**Records provided:**
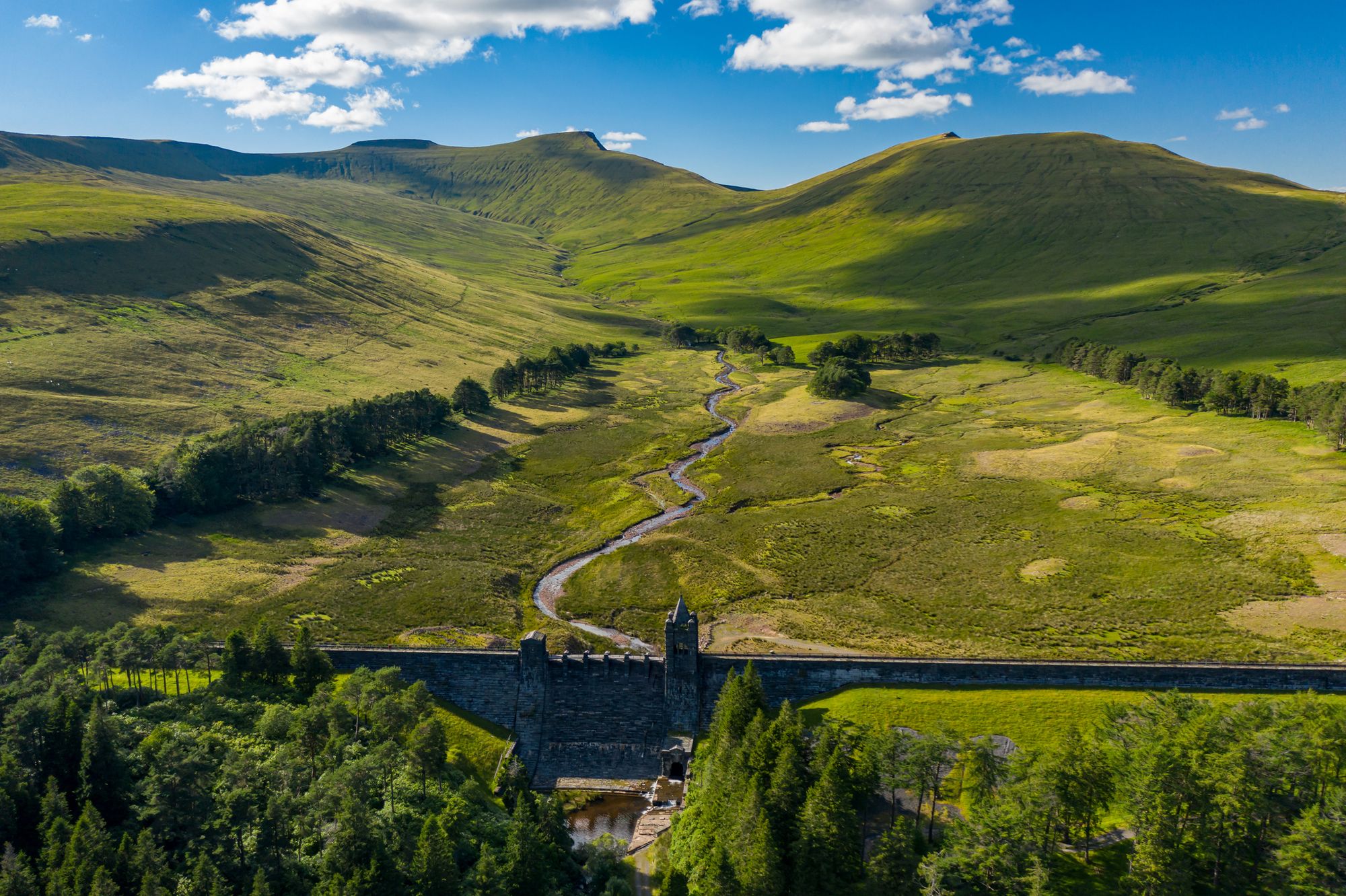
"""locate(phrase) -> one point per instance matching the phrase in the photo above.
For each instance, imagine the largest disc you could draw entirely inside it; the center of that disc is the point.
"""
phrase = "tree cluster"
(839, 379)
(896, 346)
(1223, 798)
(254, 785)
(748, 340)
(527, 375)
(1227, 392)
(274, 459)
(290, 457)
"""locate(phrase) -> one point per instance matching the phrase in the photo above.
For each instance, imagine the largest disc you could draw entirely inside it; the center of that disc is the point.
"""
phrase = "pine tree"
(312, 667)
(434, 868)
(104, 780)
(17, 878)
(828, 859)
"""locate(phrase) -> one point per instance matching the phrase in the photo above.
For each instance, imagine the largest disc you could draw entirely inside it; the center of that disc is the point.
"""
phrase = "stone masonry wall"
(605, 719)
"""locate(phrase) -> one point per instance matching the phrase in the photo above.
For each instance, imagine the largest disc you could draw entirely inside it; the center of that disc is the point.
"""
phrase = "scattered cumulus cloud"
(877, 36)
(923, 103)
(1079, 53)
(422, 33)
(888, 87)
(262, 85)
(1079, 84)
(995, 64)
(364, 112)
(823, 127)
(698, 9)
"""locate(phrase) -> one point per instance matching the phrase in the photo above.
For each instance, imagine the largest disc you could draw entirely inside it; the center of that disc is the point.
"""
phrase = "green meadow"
(985, 504)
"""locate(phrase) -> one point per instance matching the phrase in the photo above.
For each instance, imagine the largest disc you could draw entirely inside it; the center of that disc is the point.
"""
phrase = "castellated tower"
(682, 677)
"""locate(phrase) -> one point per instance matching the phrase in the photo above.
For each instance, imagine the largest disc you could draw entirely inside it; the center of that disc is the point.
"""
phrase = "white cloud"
(422, 33)
(890, 36)
(305, 71)
(698, 9)
(361, 115)
(1079, 53)
(823, 127)
(260, 85)
(1075, 85)
(995, 64)
(924, 103)
(248, 98)
(888, 87)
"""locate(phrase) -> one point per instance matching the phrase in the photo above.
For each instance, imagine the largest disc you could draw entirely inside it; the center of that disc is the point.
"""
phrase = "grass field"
(975, 507)
(142, 318)
(979, 508)
(438, 546)
(1032, 718)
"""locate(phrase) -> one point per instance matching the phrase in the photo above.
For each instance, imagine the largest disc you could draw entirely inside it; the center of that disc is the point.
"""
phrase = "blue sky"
(711, 85)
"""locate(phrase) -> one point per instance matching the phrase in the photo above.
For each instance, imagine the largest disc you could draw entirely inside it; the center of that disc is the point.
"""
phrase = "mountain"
(151, 289)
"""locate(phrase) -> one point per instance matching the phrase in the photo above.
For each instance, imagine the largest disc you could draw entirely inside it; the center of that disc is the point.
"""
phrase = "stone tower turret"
(682, 675)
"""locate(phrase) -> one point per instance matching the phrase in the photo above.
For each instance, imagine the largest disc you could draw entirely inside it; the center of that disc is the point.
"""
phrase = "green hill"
(154, 289)
(1003, 241)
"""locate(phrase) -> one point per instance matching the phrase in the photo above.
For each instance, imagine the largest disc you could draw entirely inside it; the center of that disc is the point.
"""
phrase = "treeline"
(264, 461)
(894, 346)
(264, 784)
(291, 457)
(748, 340)
(841, 373)
(527, 375)
(1223, 798)
(1226, 392)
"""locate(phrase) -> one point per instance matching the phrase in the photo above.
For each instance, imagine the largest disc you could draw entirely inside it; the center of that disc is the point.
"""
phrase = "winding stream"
(553, 586)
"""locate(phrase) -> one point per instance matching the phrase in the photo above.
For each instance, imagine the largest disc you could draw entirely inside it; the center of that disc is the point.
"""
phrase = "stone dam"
(631, 716)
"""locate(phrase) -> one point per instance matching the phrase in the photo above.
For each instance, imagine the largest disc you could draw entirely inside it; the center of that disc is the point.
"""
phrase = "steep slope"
(130, 318)
(565, 185)
(994, 240)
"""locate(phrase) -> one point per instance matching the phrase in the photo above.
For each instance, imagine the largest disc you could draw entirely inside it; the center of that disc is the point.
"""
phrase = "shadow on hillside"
(165, 262)
(73, 599)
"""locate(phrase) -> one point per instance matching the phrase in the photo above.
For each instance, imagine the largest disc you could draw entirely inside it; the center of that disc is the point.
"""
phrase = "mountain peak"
(394, 145)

**Direction:** Verbatim reproduction of every record is required; images are left out.

**Answer for this exercise:**
"""locate(phrase) -> one point per instance matching the phrase in the photo above.
For each instance, imagine the largest disc you could draw entirely inside it; the center of that disc is the point.
"""
phrase = "tree cluster"
(839, 379)
(896, 346)
(1223, 798)
(254, 785)
(748, 340)
(527, 375)
(1227, 392)
(274, 459)
(290, 457)
"""locate(phrase) -> one point per instance matching the phrase in the photo above.
For each instance, imagine the largest disc you could draw entirely inside it; the center of that disc is the point.
"""
phrase = "pine tree"
(312, 667)
(434, 868)
(104, 780)
(17, 878)
(828, 859)
"""locate(phrase) -> one point per instance matching the phrase in the photo above.
For each instance, imagine the largest disc you could draw entirely inside it; the center of that disc is the point.
"""
phrase = "stone masonry wall"
(605, 719)
"""locate(phrase) -> one point per instance matching the phrase in the photo above.
For each instance, imagine the largest disc you could draw entirely inside it; the center of that disc is the point.
"""
phrase = "scattered cumulus cloud"
(877, 36)
(923, 103)
(1079, 53)
(422, 33)
(888, 87)
(262, 85)
(1079, 84)
(995, 64)
(364, 112)
(823, 127)
(698, 9)
"""locate(phrase) -> one point per instance matching the phrase in the photo above.
For each instance, imagine the largest disc you could draw entirely inside it; the center of that disc is the point.
"""
phrase = "green meadow"
(985, 504)
"""locate(phrase) -> one point per instance matching the phrase in the photo above.
For each instance, imagine the largest disc you could draw entirely inside it; the center of that disc is the point.
"""
phrase = "castellated tower"
(682, 677)
"""locate(phrase) -> one point per instance matching the phrase in the photo above.
For each instance, imagine the largest disc you could draw entirely inside it; the center of that disc is the point.
"""
phrase = "white cloud"
(422, 33)
(890, 36)
(305, 71)
(698, 9)
(361, 115)
(1079, 53)
(823, 127)
(260, 85)
(1075, 85)
(995, 64)
(924, 103)
(248, 98)
(888, 87)
"""locate(phrase) -> one point per instance matching the phrase in the photo above.
For each instance, imagine the largest disc you could draw entirely inside it; the center of that disc is the point.
"""
phrase = "grass field"
(975, 507)
(142, 318)
(979, 508)
(438, 546)
(1032, 718)
"""locate(phrase) -> one point per instance matching the phrase in the photo above.
For each instance, imagine the largest disc you could draw entirely inside it; the center of that disc is the point.
"""
phrase = "blue sky"
(711, 85)
"""locate(phrase) -> one point per instance matching the phrase in the photo above.
For each instance, imagine the largest disc you could draw entirely inside it; the center of that disc is the point.
"""
phrase = "mountain"
(151, 289)
"""locate(phrase) -> one point per instance matching the phrase in the photo above.
For each instance, imagine the largest disc you could draw entirely inside it; the center of that disc is the point.
"""
phrase = "stone tower turret"
(682, 675)
"""locate(phrase) -> one point per instance matching the phrase in the photo above.
For each instance, imagine the largest disc you could draw entirely inside it; the center of that disc is the point.
"""
phrase = "green hill"
(154, 289)
(1003, 241)
"""locate(phrase) -> one point per instance matching the phrase in the photo above.
For each instance, imagine the largest disc you could draw entirely inside it; the center of that disc is the point.
"""
phrase = "treeline"
(264, 461)
(894, 346)
(264, 784)
(291, 457)
(748, 340)
(841, 373)
(527, 375)
(1223, 798)
(1226, 392)
"""locate(phrase) -> one point per instance matching the phrase in the photo above.
For each instance, imagine the largest disc you could draw entirely inside it; the center of that disc is the point.
"""
phrase = "winding stream"
(553, 586)
"""locate(phrase) -> one point per instance matching the phrase in the photo above.
For each instance, imagine the largest disc you could draw entirely inside it; the center of that disc is the point.
"""
phrase = "stone dam"
(631, 716)
"""locate(phrase) -> one point per instance matching the phrase in the photo above.
For each instance, imagine the largest disc you could draw entirely inside it; the center of that disc is the point.
"""
phrase = "steep slope"
(130, 318)
(565, 185)
(994, 240)
"""locate(phrase) -> one point per instance matching the phrase in the photo above.
For each instance, imagine the largest disc you could draw entirely inside it; the center of that disc is the point.
"""
phrase = "shadow on hillside"
(165, 262)
(73, 599)
"""locate(phrase) -> one point per instance matching the phrase in the photo above.
For each instance, imagine the largest disc you could draw entirely inside it; the center of that disc is the point.
"""
phrase = "mountain peak"
(394, 145)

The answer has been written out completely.